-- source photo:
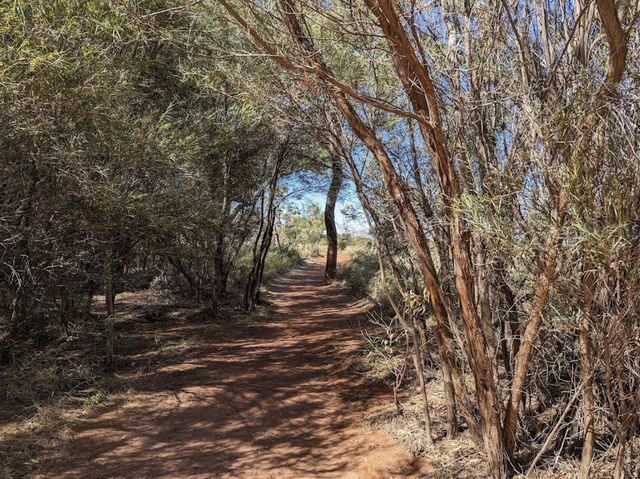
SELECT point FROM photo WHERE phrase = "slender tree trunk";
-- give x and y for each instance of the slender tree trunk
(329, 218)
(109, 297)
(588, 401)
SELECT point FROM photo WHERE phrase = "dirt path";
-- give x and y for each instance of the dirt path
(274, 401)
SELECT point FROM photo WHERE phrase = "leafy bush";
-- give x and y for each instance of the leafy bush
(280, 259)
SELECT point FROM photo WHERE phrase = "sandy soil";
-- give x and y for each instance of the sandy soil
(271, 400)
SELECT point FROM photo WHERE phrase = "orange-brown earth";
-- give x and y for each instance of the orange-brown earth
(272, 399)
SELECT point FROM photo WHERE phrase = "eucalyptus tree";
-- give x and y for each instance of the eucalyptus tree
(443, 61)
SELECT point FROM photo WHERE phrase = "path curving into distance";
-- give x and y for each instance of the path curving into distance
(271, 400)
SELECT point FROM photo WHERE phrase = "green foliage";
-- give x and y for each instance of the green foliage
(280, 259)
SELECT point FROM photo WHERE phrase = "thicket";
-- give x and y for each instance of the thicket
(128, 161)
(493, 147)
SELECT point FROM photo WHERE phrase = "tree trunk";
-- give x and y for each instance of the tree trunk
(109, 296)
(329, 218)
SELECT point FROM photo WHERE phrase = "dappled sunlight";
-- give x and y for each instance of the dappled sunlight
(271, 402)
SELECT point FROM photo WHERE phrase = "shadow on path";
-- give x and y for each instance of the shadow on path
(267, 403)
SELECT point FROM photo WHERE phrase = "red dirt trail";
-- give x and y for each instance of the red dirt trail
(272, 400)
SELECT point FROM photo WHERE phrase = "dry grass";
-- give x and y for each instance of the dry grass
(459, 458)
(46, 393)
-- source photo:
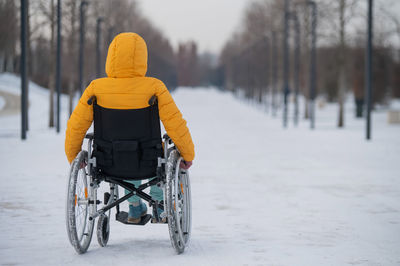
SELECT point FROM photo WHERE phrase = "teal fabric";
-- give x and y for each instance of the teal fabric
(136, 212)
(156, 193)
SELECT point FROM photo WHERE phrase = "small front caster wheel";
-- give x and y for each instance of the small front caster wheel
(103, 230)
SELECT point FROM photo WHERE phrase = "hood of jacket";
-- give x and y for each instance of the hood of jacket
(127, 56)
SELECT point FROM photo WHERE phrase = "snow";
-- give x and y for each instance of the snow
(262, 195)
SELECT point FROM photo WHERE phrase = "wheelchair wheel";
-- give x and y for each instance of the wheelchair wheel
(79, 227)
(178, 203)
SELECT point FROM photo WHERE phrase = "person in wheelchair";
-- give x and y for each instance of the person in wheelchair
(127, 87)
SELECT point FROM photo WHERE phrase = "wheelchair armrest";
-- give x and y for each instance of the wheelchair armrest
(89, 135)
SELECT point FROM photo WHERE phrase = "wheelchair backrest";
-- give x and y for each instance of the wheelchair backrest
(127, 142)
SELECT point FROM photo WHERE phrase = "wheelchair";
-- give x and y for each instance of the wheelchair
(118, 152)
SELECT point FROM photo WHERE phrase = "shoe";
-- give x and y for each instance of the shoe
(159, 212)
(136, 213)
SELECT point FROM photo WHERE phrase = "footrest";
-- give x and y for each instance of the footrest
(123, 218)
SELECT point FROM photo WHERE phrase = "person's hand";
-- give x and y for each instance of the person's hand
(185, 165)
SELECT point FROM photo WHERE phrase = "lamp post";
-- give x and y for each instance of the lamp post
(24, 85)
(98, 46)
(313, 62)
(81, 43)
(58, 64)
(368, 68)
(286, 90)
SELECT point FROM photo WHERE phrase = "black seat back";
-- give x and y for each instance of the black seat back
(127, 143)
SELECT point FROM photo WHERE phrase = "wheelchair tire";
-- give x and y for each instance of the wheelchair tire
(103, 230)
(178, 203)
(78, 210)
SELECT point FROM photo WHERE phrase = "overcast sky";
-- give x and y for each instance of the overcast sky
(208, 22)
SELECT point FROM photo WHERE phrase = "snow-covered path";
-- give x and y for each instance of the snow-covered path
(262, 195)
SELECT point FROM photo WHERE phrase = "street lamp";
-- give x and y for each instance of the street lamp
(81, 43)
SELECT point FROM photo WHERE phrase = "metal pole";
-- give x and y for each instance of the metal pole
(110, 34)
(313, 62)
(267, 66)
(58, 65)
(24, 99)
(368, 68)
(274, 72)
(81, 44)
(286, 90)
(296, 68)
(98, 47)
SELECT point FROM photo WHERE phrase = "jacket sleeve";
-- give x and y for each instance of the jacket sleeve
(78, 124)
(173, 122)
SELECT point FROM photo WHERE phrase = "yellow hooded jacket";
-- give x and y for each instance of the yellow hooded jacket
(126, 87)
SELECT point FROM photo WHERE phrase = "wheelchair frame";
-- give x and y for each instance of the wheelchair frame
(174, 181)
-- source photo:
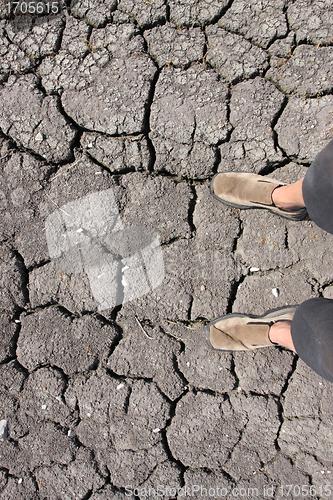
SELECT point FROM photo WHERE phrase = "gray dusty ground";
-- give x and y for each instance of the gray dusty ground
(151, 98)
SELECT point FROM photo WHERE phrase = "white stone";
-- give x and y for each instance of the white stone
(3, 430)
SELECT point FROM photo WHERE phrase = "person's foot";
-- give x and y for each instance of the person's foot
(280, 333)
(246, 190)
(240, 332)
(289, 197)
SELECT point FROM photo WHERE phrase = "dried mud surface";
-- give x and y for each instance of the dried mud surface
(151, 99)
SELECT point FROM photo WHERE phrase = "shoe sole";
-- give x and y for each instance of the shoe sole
---
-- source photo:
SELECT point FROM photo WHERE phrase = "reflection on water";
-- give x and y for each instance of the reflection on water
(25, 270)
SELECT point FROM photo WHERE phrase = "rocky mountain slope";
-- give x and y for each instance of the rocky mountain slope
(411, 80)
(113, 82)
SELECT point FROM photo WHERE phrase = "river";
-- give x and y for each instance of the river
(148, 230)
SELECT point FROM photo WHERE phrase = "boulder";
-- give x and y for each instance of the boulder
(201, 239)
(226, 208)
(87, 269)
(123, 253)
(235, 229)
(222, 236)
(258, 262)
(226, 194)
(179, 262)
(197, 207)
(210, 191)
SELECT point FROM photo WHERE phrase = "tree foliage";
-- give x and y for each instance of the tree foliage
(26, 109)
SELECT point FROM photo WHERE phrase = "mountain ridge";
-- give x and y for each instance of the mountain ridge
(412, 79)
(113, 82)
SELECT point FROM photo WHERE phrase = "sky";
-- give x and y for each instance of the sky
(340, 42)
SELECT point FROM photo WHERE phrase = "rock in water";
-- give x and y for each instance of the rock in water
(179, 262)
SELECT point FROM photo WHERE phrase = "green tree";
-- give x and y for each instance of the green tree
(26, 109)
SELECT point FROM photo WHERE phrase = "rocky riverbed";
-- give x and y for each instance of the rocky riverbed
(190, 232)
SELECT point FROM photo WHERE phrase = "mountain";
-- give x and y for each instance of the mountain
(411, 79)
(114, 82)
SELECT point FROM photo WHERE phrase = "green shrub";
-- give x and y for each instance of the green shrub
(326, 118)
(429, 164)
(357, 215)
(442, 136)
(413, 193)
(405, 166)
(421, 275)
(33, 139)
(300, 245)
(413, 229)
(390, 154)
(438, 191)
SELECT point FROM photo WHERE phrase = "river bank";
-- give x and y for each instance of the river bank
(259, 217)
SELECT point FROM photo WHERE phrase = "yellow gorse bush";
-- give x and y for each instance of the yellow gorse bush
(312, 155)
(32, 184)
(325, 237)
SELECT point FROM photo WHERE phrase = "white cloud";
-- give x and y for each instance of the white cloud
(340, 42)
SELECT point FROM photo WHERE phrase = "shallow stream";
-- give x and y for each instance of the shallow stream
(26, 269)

**WORK TASK:**
Considering only the data above, return the lines in which "sole" occurs.

**ANSWER SPACE:**
SELECT point FROM photo WHERE phrase = "shoe sole";
-- give x and y for each instance of the shoe sole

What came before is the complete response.